_Exercise_
Everything in the records is to be written out exactly, except the pictures.
● ● ● ● ●
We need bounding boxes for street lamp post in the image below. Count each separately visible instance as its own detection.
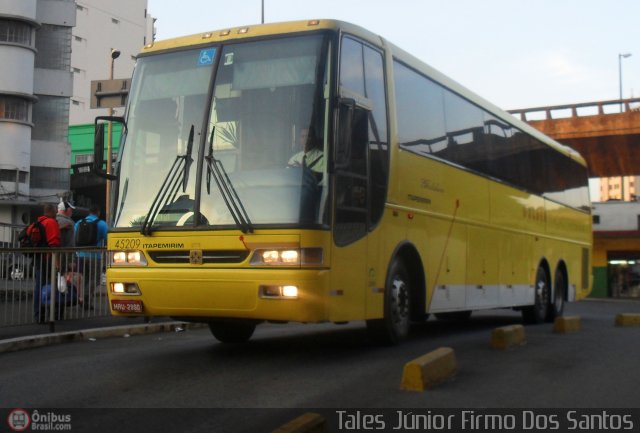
[105,48,120,223]
[618,52,632,111]
[618,52,631,201]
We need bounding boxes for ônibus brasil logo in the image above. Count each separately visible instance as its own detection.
[7,408,31,432]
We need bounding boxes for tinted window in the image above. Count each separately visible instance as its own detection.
[444,90,485,170]
[334,107,369,246]
[363,45,388,225]
[335,37,390,244]
[483,114,514,181]
[393,59,589,212]
[339,37,365,96]
[393,62,446,156]
[364,45,388,141]
[543,149,590,210]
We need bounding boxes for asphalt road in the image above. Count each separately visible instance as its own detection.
[1,299,639,432]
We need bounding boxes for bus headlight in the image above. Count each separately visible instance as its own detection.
[111,282,141,295]
[280,250,299,264]
[282,285,298,298]
[250,248,323,266]
[110,250,148,266]
[260,285,298,299]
● ● ● ● ●
_Result for this exercise_
We need bounding boxes for street lamp post in the image below. Count each separately visible instance as its own detection.
[105,48,120,223]
[618,52,632,111]
[618,52,631,201]
We need bounding boxes for ônibus brasil logo in the image above. Count each separately visible instance as its own detection.
[7,408,31,432]
We need bounding boxes for tinted window in the image above. Count each separately visible instance as its own detection.
[444,90,485,170]
[334,107,369,246]
[363,45,388,225]
[335,37,390,244]
[483,114,514,181]
[393,59,589,212]
[339,37,365,96]
[393,62,446,156]
[364,45,388,141]
[543,149,590,210]
We need bounding boxes for asphalt road in the image above. Count each separately visible instance as its own detection.
[1,299,639,432]
We need bounding boxes for bus headlight in the image above. Count each separately visible instance as its own detection.
[111,282,141,295]
[280,250,299,264]
[282,285,298,298]
[250,248,323,266]
[110,250,148,266]
[260,285,298,299]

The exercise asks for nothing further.